* _Work request_
Every record must be restated exactly as written.

--- Information shown Enclosed Below ---

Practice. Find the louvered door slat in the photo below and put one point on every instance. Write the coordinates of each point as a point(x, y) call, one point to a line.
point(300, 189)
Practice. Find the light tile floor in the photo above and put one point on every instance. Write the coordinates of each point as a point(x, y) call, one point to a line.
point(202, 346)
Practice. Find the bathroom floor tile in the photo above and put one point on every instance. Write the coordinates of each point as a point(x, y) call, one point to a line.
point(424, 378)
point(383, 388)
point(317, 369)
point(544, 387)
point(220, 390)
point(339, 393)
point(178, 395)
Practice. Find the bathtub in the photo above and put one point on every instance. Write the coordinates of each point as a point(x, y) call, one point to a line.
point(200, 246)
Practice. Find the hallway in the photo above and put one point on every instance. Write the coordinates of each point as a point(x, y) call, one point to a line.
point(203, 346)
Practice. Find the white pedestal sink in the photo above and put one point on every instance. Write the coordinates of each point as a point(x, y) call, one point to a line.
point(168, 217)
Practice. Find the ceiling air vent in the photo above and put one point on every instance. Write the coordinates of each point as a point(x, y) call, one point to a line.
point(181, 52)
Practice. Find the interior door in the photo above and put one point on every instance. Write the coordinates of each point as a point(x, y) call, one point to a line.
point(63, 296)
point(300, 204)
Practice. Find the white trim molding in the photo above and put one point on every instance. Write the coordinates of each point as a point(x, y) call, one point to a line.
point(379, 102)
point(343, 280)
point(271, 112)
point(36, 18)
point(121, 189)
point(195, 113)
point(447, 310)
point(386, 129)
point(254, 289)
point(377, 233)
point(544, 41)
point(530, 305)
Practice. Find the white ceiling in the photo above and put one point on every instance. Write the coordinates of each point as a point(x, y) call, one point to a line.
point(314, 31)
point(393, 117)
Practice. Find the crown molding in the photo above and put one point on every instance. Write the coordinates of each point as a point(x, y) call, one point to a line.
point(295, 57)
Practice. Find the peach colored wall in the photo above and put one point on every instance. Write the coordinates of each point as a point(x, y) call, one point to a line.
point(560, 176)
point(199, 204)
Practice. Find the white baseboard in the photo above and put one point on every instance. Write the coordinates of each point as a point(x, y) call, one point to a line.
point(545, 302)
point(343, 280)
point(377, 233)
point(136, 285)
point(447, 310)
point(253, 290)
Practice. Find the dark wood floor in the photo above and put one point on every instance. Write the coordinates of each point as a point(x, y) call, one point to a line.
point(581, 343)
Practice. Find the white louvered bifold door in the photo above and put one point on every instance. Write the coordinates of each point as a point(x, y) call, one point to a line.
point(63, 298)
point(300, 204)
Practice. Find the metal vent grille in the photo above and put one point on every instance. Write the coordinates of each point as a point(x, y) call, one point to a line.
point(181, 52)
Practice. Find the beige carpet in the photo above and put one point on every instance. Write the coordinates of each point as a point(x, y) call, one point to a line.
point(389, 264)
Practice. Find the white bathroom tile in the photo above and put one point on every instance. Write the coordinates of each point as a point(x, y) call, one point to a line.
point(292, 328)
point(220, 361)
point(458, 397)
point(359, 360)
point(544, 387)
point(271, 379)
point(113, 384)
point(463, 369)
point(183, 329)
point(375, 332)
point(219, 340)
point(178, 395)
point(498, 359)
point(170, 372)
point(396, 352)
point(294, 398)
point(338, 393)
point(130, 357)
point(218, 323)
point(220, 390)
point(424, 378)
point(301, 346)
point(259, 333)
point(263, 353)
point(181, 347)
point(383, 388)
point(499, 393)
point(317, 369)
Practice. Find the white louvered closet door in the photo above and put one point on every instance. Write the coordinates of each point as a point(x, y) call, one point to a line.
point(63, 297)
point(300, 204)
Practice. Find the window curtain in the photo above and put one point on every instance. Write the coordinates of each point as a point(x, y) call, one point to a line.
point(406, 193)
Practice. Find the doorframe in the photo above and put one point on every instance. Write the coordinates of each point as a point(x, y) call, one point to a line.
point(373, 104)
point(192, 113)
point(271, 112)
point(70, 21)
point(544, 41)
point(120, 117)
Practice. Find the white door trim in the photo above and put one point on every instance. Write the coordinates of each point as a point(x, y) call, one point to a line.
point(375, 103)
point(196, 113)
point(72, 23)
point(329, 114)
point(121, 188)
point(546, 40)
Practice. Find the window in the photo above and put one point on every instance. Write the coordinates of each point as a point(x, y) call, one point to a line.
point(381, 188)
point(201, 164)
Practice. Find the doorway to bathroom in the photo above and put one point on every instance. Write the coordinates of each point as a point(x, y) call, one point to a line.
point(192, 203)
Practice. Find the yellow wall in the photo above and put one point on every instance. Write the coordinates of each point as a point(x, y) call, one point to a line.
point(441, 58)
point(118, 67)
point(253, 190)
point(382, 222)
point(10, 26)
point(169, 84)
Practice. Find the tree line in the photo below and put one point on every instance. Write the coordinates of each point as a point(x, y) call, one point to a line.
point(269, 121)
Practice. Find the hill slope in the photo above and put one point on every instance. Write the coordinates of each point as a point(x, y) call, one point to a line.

--- End of Enclosed Information shown ---

* _Expected answer_
Practice. Find the louvered door slat in the photo below and put one point on every instance. Write the coordinates of each point as a point(x, y) call, one point to a line.
point(300, 189)
Practice. Find the light tile floor in the photo above and put one point on every instance. Write the coordinates of each point as a point(x, y) call, one point to a line.
point(202, 346)
Practice. Find the bathroom floor tile in the photo above and put one point on every instance. Write the coordinates of each point as a point(x, y) call, one point to a line.
point(424, 378)
point(383, 388)
point(317, 369)
point(544, 387)
point(220, 390)
point(339, 393)
point(178, 395)
Practice. Find the bathtub in the photo above and put one point on every instance. Write the coordinates of each point as a point(x, y) call, one point to a line.
point(200, 246)
Practice. Find the hallway in the photo above and put one point on every instance. Write the coordinates of each point as a point(x, y) call, one point to a line.
point(203, 346)
Practice. Find the white pedestal sink in the photo above and put one point on every instance. Write the coordinates of each point as a point(x, y) call, one point to a line.
point(168, 217)
Practice. Find the ceiling air vent in the photo above and put one point on every instance. Write the coordinates of each point as a point(x, y) call, one point to a line.
point(181, 52)
Practice. Find the interior door in the photo above and put one point on every instance. Write the coordinates of each point as a point(x, y) call, one point to a line.
point(63, 296)
point(300, 204)
Practice. Find the white trim molding in the photo above and put one point on every instance. Write the coordinates of each point as a point(x, y) call, one point to a line.
point(379, 102)
point(343, 280)
point(271, 112)
point(36, 18)
point(121, 189)
point(195, 113)
point(447, 310)
point(386, 129)
point(254, 289)
point(377, 233)
point(544, 41)
point(530, 305)
Practice. Find the white ceiling in the photo above and put one point on every instance. Write the coordinates of each point as a point(x, y) call, one point to a line.
point(314, 31)
point(393, 117)
Practice. Find the crown molding in the photo above and put one point on every instance. Write the coordinates of each point as a point(x, y) call, one point to a line.
point(295, 57)
Practice. Find the peach colored wall in the photo above and put one point on every instance. Write the coordinates of each point as a point(x, y) call, one point to a line.
point(560, 176)
point(199, 204)
Practice. Find the white baseboard in the photo above and put one point on every instance. Write the coordinates of each point as a point(x, y) call, one point to a line.
point(545, 302)
point(343, 280)
point(377, 233)
point(136, 285)
point(447, 310)
point(253, 290)
Practice. Find the dark wood floor in the photo above and put one point on every instance. Write the coordinates of each point as a point(x, y) call, one point to a line.
point(581, 343)
Practice. Find the white louvered bifold door in the photo above and put one point on every instance. Write the coordinates of each point as a point(x, y) call, one point to a line.
point(63, 298)
point(300, 204)
Practice. Find the metal vent grille in the photo above and put one point on every instance. Write the coordinates of each point as a point(x, y) call, one point to a line.
point(181, 52)
Practice. Find the beige carpet in the photo above and put one point on every instance. Write the coordinates of each point as a point(x, y) call, one point to a line.
point(389, 264)
Practice. Find the white bathroom tile in the photo above and put one point on every instance. Write the coordinates of each point as a point(x, y) call, one point to a line.
point(292, 328)
point(220, 361)
point(458, 397)
point(359, 360)
point(544, 387)
point(271, 379)
point(113, 384)
point(463, 369)
point(183, 329)
point(375, 332)
point(219, 340)
point(178, 395)
point(498, 359)
point(170, 372)
point(396, 352)
point(294, 398)
point(338, 393)
point(130, 357)
point(218, 323)
point(220, 390)
point(424, 378)
point(301, 346)
point(259, 333)
point(263, 353)
point(181, 347)
point(383, 388)
point(499, 393)
point(317, 369)
Practice. Find the white louvered closet door in the photo above and put one point on every instance. Write the coordinates of each point as a point(x, y) call, one point to a line.
point(63, 297)
point(300, 204)
Practice. Find the window curtain in the photo above and put one point on every instance. Write the coordinates of each point as a point(x, y) call, one point to a line.
point(406, 193)
Practice. Find the doorframe in the photo above and put one point on every instance. Write the coordinates of each point as a point(x, y) call, one point to a line.
point(373, 104)
point(192, 113)
point(271, 112)
point(70, 21)
point(544, 41)
point(120, 117)
Practice. Find the white door trim in the photo above and put one point on every instance. Write the coordinates of each point as a point(x, y) call, one point to a line.
point(375, 103)
point(196, 113)
point(72, 23)
point(329, 114)
point(121, 188)
point(546, 40)
Practice. Find the window in the photo above and put one point on every instance. Write the coordinates of each point as a point(x, y) call, one point to a line.
point(381, 188)
point(201, 164)
Practice. Find the doorway to bathroom in the photo above and put one point on every instance. Write the coordinates of each point as a point(x, y) call, one point to a line.
point(192, 203)
Practice. Find the yellow wall in the photo above and put one point on every instance. Write the coordinates of each point as a point(x, y) call, one point to a line.
point(441, 58)
point(118, 67)
point(253, 190)
point(382, 222)
point(10, 26)
point(169, 84)
Practice. Find the tree line in the photo below and put one point on every instance. Write the coordinates of each point as a point(x, y) call, one point to a line.
point(269, 121)
Practice. Find the hill slope in the photo above and put one point on every instance. Write the coordinates of each point as a point(x, y) call, one point to a line.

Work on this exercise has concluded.